**EXERCISE**
Can you retype every record below exactly as written?

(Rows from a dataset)
┄┄┄┄┄┄┄┄┄┄┄┄┄┄┄┄┄┄┄┄

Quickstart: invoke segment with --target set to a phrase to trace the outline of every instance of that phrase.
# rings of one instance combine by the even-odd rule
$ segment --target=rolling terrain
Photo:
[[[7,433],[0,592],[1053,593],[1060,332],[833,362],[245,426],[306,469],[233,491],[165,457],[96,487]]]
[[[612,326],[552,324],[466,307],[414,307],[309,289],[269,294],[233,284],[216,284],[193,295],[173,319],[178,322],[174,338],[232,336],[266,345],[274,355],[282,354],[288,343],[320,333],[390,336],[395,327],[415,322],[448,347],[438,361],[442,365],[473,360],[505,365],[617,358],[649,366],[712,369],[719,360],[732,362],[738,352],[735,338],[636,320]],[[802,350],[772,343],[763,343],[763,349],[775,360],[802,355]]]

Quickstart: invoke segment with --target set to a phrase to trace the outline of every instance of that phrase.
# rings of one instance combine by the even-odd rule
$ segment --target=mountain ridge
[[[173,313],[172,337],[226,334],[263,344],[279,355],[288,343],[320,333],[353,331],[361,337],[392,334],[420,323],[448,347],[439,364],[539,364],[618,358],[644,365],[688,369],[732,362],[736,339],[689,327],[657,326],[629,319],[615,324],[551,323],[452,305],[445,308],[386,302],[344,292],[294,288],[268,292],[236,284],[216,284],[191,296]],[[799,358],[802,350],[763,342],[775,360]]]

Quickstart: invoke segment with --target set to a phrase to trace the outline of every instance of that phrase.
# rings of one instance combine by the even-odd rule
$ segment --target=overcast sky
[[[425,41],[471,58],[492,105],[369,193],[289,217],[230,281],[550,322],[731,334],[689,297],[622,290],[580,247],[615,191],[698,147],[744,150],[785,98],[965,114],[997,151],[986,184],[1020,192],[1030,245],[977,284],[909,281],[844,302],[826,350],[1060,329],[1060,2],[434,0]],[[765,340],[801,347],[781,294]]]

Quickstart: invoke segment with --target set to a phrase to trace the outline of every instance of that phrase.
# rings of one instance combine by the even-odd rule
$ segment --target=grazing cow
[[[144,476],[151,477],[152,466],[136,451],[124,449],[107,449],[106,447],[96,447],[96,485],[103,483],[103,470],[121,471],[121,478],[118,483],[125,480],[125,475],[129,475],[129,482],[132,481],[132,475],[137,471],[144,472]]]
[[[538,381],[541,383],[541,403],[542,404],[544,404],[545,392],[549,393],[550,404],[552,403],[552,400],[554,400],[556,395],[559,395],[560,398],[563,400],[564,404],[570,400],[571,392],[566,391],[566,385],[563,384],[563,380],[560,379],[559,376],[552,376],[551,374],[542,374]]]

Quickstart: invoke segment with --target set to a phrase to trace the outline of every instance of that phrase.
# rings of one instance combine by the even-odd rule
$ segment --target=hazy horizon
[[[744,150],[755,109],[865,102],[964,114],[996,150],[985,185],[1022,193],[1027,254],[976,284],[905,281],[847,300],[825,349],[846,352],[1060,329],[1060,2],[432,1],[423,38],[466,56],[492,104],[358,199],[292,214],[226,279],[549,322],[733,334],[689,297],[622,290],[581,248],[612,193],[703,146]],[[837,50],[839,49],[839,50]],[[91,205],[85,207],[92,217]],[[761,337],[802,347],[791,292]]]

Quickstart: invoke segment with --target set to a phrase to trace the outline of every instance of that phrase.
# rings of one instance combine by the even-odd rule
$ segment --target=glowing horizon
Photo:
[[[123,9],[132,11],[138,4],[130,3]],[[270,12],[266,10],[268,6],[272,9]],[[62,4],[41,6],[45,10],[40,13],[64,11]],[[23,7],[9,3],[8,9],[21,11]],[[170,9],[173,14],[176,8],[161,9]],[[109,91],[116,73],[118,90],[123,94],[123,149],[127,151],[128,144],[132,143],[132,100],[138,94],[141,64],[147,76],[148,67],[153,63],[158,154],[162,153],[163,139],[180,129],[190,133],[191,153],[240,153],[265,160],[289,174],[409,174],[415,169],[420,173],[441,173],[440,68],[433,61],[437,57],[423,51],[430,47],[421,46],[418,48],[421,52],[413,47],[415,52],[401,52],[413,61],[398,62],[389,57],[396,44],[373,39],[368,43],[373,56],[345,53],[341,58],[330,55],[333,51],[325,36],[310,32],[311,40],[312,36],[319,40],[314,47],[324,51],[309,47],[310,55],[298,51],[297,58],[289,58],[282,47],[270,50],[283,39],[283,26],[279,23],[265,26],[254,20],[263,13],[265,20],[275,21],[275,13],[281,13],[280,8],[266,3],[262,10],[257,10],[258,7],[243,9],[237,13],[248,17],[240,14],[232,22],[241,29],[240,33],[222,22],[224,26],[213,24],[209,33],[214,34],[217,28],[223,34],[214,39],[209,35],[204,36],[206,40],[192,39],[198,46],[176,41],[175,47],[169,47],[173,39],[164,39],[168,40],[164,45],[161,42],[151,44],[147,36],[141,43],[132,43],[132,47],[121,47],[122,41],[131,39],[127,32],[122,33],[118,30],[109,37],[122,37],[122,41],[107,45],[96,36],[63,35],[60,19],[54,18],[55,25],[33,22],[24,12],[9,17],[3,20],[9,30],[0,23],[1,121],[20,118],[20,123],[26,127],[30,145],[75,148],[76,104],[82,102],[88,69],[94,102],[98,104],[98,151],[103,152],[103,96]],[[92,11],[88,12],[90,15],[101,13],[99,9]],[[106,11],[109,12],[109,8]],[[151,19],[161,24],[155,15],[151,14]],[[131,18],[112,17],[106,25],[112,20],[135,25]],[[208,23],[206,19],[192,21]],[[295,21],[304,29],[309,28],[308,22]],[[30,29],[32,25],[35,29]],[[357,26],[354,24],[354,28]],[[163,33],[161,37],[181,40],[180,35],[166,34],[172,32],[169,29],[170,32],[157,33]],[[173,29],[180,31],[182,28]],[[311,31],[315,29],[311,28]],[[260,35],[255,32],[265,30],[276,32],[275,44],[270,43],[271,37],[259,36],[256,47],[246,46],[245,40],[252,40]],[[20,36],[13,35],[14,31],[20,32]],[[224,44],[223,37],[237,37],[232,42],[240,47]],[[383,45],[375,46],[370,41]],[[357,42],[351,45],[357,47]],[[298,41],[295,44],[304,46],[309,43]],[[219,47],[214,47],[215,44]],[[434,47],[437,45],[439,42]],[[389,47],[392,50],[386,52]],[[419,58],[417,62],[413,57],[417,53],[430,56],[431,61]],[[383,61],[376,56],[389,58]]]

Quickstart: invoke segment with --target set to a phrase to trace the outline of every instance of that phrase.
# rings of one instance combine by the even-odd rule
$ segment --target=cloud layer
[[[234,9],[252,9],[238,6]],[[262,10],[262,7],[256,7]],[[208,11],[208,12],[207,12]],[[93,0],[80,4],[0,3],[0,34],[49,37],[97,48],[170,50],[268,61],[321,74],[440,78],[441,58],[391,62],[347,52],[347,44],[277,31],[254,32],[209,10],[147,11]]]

┄┄┄┄┄┄┄┄┄┄┄┄┄┄┄┄┄┄┄┄

**SOLUTION BELOW**
Quickstart: invoke segment with --target set to a phrase to trace the outline of every instance of that phrase.
# rings of one instance combine by the even-odd rule
$ segment --target=rolling terrain
Photo:
[[[7,433],[0,592],[1053,593],[1060,332],[833,362],[245,426],[306,469],[233,491],[165,457],[96,487]]]
[[[612,326],[552,324],[466,307],[414,307],[309,289],[269,294],[233,284],[216,284],[193,295],[173,319],[178,322],[174,338],[232,336],[266,345],[274,355],[282,354],[288,343],[320,333],[390,336],[395,327],[415,322],[448,347],[438,361],[442,365],[473,360],[505,365],[617,358],[649,366],[712,369],[719,360],[732,362],[738,352],[735,338],[636,320]],[[802,350],[772,343],[763,343],[763,349],[775,360],[802,355]]]

Quickstart: invoke segment with --target set to a phrase to trace the outline of every instance of that phrase.
# rings of one instance combine by the even-odd rule
$ segment --target=mountain ridge
[[[173,313],[172,337],[226,334],[263,344],[279,355],[288,343],[320,333],[353,331],[361,337],[392,334],[420,323],[448,347],[439,364],[539,364],[618,358],[644,365],[688,369],[732,362],[736,339],[689,327],[657,326],[629,319],[615,324],[551,323],[452,305],[445,308],[386,302],[344,292],[294,288],[268,292],[236,284],[216,284],[191,296]],[[799,358],[802,350],[763,342],[775,360]]]

Quickstart: invoke segment with --target set to a phrase to trace the outline of every instance of that phrase.
# rings of one instance combine by the even-odd rule
$ segment --target=overcast sky
[[[425,41],[471,58],[492,105],[369,193],[289,217],[230,281],[550,322],[731,334],[689,297],[622,290],[580,247],[615,191],[698,147],[744,150],[785,98],[965,114],[997,151],[986,184],[1020,192],[1030,245],[977,284],[909,281],[844,302],[826,350],[1060,329],[1060,2],[434,0]],[[765,340],[801,347],[781,294]]]

Quickstart: invoke segment with --target set to a phrase to trace the outline of every instance of that phrase.
# rings of one instance combine by the even-odd rule
$ segment --target=grazing cow
[[[144,476],[151,477],[152,466],[136,451],[124,449],[107,449],[106,447],[96,447],[96,485],[103,483],[103,470],[121,471],[121,478],[118,483],[125,480],[125,475],[129,475],[129,482],[132,481],[132,475],[137,471],[144,472]]]
[[[538,381],[541,383],[541,403],[542,404],[544,404],[545,392],[549,393],[550,404],[552,403],[552,400],[554,400],[556,395],[559,395],[560,398],[563,400],[564,404],[570,400],[571,392],[566,391],[566,385],[563,384],[563,380],[560,379],[559,376],[552,376],[551,374],[542,374]]]

Quickstart: invoke segment with --target set to a phrase to trace the outline of every instance of that phrase.
# rings of one instance combine by the even-odd rule
$ segment --target=hazy horizon
[[[744,150],[755,109],[865,102],[964,114],[996,150],[985,185],[1022,193],[1027,254],[976,284],[905,281],[847,300],[825,349],[846,352],[1060,329],[1060,2],[432,1],[423,38],[466,56],[492,104],[358,199],[292,214],[226,279],[549,322],[733,334],[689,297],[622,290],[581,248],[612,193],[703,146]],[[837,50],[839,49],[839,50]],[[91,205],[85,207],[92,217]],[[761,337],[802,347],[791,292]]]

Quickstart: invoke segment with --target set to a phrase to trace the outline of every instance of that phrase.
# rings of one instance combine by the even-odd rule
$ segment --target=glowing horizon
Photo:
[[[123,9],[132,11],[138,4],[130,3]],[[270,12],[266,10],[268,6],[272,9]],[[62,4],[41,6],[45,10],[40,13],[64,11]],[[23,7],[9,3],[8,9],[21,11]],[[170,9],[173,14],[176,8],[161,9]],[[109,91],[116,73],[118,90],[123,94],[123,149],[127,151],[128,144],[132,143],[132,100],[138,94],[141,64],[147,76],[148,67],[153,63],[158,154],[162,153],[163,139],[180,129],[190,133],[191,153],[240,153],[265,160],[289,174],[409,174],[415,169],[420,173],[441,173],[440,68],[433,61],[437,57],[423,51],[430,47],[421,46],[418,48],[421,52],[413,47],[415,52],[401,52],[413,61],[398,62],[389,57],[396,44],[373,39],[368,43],[373,56],[345,53],[341,58],[330,55],[333,51],[325,36],[310,32],[311,40],[312,36],[319,40],[314,47],[324,51],[309,47],[310,55],[298,51],[297,58],[289,58],[282,47],[270,50],[283,39],[283,26],[279,23],[265,26],[254,20],[263,13],[265,20],[275,21],[275,13],[281,13],[280,8],[266,3],[262,10],[257,10],[258,7],[243,9],[237,13],[248,17],[240,14],[232,22],[241,29],[240,33],[222,22],[224,26],[213,24],[209,33],[214,34],[217,28],[223,34],[214,39],[209,35],[204,36],[206,40],[192,39],[198,46],[176,41],[175,47],[169,47],[173,39],[164,39],[168,40],[164,45],[161,42],[151,44],[147,36],[141,43],[132,43],[132,47],[121,47],[122,41],[131,39],[127,32],[122,33],[118,30],[109,37],[122,37],[122,41],[107,45],[96,36],[63,35],[60,19],[54,18],[55,25],[33,22],[24,12],[9,17],[3,20],[9,30],[0,23],[1,121],[20,118],[20,123],[26,127],[30,145],[75,148],[76,104],[82,102],[88,69],[94,102],[98,104],[98,151],[103,152],[103,96]],[[92,11],[88,12],[90,15],[101,13],[99,9]],[[106,11],[109,12],[109,8]],[[151,19],[161,24],[155,15],[151,14]],[[131,18],[112,17],[106,25],[112,20],[135,25]],[[208,23],[206,19],[192,21]],[[295,21],[304,29],[309,28],[308,22]],[[30,29],[32,25],[35,29]],[[357,26],[354,24],[354,28]],[[163,33],[161,37],[181,40],[180,35],[166,34],[172,32],[169,29],[170,32],[157,33]],[[173,29],[180,31],[182,28]],[[311,31],[315,29],[311,28]],[[260,35],[255,32],[265,30],[276,32],[275,44],[270,43],[271,37],[259,36],[256,47],[246,46],[245,40],[252,40]],[[20,36],[13,35],[14,31],[20,32]],[[224,44],[223,37],[237,37],[232,42],[240,47]],[[383,45],[375,46],[370,41]],[[357,42],[351,45],[357,47]],[[298,41],[295,44],[304,46],[309,43]],[[219,47],[214,47],[215,44]],[[434,47],[437,45],[439,42]],[[389,47],[392,50],[386,52]],[[419,58],[417,62],[413,57],[417,53],[430,56],[431,61]],[[383,61],[376,56],[389,58]]]

Quickstart: invoke segment with --target set to a phrase to trace the outline of every instance of that phrase.
# rings of one instance combine by the even-odd rule
$ segment --target=cloud layer
[[[234,9],[252,9],[238,6]],[[262,10],[262,7],[256,7]],[[208,11],[208,12],[207,12]],[[93,0],[80,4],[0,3],[0,34],[49,37],[97,48],[170,50],[268,61],[321,74],[440,78],[441,58],[391,62],[347,52],[347,44],[277,31],[254,32],[209,10],[147,11]]]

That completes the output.